:: INPUT FOR THIS TASK

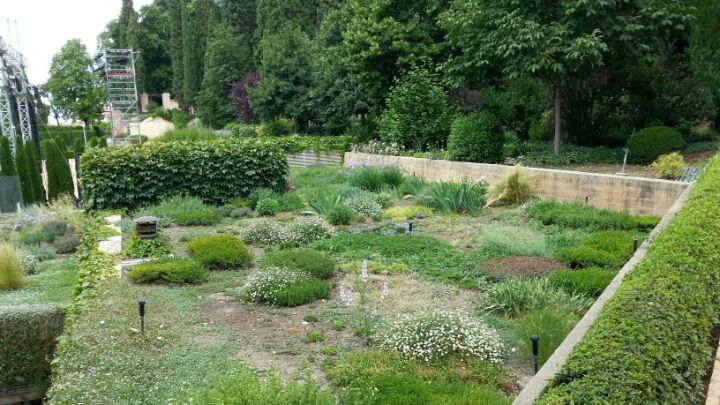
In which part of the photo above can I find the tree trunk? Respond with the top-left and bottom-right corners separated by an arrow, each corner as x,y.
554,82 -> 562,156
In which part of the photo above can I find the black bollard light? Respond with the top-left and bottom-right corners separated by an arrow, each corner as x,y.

::::
:: INPUT FOR THIS TASK

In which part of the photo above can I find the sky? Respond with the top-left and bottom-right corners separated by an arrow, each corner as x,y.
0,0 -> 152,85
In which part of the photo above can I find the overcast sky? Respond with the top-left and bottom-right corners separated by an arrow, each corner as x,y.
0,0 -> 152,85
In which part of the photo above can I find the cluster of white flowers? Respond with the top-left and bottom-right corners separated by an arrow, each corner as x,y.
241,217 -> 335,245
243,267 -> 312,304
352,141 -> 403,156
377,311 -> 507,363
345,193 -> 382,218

::::

→ EXERCISE REQUIREMENTS: Copy the lines from the one containing "find the cluster" through the one containing "345,193 -> 382,218", both included, reproducing each without any change.

→ RESPONSE:
In which part of the photo above can I find the cluster of white flowers? Respond with the top-left and bottom-right corners separated by an arrow, each corner as x,y.
241,217 -> 335,245
243,267 -> 312,304
352,141 -> 403,156
377,311 -> 507,363
345,193 -> 382,218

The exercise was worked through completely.